** Trecho do documento **
........
Vem pra rua, não pra estrada - MARTHA MEDEIROS

    Todos estão opinando sobre as manifestações que vêm ocorrendo no país. Tenho pouco a acrescentar: concordo que veio em boa hora esse alerta de que não somos tão acomodados, e ao mesmo tempo lamento que ignorantes promovam a destruição do patrimônio público e privado, desviando a atenção do que realmente importa nesses protestos. 
    Afora chover no molhado, venho sugerir uma reflexão sobre os locais de agrupamento. A rua sempre foi o lugar ideal para se manifestar: em grandes avenidas e praças, alcança-se o impacto pretendido. Com toda a população por testemunha, saímos a pé em direção à casa da presidente, dos governadores e dos prefeitos para dizer de viva voz que não toleramos mais a corrupção e o alto custo de vida. O trânsito de carros é redirecionado e ninguém perde sua liberdade de ir e vir. É legítimo e eficiente.
........
** Informações fornecidas **
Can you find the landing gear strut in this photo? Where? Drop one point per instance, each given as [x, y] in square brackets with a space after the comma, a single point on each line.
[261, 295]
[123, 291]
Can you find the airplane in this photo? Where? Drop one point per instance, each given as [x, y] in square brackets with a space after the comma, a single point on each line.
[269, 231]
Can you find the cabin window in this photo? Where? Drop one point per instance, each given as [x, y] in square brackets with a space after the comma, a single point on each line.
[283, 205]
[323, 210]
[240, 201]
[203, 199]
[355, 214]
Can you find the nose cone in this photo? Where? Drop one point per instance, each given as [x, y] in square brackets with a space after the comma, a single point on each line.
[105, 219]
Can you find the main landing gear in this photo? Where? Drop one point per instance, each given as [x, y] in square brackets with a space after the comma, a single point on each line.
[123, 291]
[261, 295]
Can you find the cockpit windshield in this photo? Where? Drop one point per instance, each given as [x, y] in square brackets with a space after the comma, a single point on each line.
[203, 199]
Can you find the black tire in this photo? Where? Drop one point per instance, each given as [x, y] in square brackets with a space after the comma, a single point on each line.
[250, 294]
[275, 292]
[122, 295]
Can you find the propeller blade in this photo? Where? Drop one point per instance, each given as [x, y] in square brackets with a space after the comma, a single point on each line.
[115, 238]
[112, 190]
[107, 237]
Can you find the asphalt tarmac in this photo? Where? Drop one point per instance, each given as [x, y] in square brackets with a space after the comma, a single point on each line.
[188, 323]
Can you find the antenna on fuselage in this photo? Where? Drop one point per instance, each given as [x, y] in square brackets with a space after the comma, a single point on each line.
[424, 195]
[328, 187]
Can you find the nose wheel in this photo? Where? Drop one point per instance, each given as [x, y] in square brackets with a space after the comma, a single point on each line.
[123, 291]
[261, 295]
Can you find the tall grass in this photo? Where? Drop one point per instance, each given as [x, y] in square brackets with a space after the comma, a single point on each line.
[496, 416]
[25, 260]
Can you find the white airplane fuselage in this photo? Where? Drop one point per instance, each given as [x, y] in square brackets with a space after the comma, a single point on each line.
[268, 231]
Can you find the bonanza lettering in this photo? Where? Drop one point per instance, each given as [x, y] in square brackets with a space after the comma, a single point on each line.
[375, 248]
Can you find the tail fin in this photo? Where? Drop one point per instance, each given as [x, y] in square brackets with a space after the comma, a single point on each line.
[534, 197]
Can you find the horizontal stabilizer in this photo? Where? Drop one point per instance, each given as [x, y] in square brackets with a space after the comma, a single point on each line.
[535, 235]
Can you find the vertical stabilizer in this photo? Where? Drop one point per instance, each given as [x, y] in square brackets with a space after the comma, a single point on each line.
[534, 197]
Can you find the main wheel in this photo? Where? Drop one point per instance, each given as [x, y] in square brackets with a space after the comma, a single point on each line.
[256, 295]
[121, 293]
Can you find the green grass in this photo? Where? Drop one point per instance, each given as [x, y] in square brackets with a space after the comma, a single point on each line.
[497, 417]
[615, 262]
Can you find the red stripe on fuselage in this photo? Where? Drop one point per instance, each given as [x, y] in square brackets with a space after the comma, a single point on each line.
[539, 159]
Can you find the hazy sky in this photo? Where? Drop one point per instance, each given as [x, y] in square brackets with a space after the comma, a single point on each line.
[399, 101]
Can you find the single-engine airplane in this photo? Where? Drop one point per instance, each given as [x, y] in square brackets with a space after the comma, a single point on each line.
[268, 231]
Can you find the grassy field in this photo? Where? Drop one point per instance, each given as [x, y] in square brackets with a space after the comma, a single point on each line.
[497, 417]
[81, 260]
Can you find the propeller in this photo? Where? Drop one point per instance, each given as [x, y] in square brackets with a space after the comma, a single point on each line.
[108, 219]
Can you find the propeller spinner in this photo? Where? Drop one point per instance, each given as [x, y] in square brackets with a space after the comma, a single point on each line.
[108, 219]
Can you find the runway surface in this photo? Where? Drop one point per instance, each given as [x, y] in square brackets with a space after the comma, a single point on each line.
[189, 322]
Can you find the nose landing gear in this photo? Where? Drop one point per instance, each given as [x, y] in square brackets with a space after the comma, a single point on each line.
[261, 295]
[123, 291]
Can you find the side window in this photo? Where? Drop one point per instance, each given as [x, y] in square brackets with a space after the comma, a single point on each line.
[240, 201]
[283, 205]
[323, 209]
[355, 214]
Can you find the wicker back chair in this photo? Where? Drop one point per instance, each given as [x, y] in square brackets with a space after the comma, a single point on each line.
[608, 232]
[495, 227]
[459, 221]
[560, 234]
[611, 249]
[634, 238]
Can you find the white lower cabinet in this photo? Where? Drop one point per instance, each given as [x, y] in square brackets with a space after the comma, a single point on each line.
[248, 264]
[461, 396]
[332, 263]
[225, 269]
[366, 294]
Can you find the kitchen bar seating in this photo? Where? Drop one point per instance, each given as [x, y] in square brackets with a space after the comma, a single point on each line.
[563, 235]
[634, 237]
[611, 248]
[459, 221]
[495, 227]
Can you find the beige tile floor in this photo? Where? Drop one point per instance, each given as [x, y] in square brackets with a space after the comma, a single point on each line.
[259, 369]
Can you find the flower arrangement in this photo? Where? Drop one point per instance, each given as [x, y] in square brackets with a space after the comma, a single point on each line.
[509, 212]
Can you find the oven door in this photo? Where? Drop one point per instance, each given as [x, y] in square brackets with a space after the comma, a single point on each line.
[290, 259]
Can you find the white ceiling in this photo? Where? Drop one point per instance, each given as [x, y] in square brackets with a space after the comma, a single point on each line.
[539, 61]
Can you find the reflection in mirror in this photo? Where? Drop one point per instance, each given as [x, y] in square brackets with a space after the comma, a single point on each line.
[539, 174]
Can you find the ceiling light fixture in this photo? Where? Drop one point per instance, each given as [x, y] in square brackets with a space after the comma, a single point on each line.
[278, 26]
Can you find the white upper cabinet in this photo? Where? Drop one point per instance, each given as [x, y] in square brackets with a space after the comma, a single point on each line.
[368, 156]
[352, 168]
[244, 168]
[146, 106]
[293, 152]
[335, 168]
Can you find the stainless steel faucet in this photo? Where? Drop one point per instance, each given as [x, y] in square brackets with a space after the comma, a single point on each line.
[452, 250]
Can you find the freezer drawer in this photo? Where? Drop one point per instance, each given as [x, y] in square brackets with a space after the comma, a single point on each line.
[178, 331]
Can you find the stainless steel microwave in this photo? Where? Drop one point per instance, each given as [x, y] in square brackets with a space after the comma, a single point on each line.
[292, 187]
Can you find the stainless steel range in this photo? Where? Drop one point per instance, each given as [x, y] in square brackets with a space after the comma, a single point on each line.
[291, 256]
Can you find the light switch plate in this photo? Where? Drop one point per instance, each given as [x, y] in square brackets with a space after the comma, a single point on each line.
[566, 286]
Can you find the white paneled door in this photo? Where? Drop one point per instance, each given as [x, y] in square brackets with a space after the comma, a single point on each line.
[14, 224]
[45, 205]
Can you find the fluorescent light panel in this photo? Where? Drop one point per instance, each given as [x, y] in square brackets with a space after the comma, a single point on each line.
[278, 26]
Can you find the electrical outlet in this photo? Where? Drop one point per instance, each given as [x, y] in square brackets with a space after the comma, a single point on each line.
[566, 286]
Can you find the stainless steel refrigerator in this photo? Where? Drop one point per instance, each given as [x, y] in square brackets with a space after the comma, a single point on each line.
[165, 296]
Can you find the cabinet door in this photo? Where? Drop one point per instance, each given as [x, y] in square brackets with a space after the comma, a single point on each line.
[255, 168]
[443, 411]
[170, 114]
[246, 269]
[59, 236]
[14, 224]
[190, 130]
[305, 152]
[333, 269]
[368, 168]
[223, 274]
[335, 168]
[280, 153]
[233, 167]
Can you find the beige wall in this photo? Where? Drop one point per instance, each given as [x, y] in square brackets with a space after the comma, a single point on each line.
........
** Tarefa do exercício **
Transcreva na íntegra o trecho sobre as manifestações, sem alterar nada. Os itens não são necessários para esta tarefa.

** Resposta do exercício **
Vem pra rua, não pra estrada - MARTHA MEDEIROS

    Todos estão opinando sobre as manifestações que vêm ocorrendo no país. Tenho pouco a acrescentar: concordo que veio em boa hora esse alerta de que não somos tão acomodados, e ao mesmo tempo lamento que ignorantes promovam a destruição do patrimônio público e privado, desviando a atenção do que realmente importa nesses protestos. 
    Afora chover no molhado, venho sugerir uma reflexão sobre os locais de agrupamento. A rua sempre foi o lugar ideal para se manifestar: em grandes avenidas e praças, alcança-se o impacto pretendido. Com toda a população por testemunha, saímos a pé em direção à casa da presidente, dos governadores e dos prefeitos para dizer de viva voz que não toleramos mais a corrupção e o alto custo de vida. O trânsito de carros é redirecionado e ninguém perde sua liberdade de ir e vir. É legítimo e eficiente.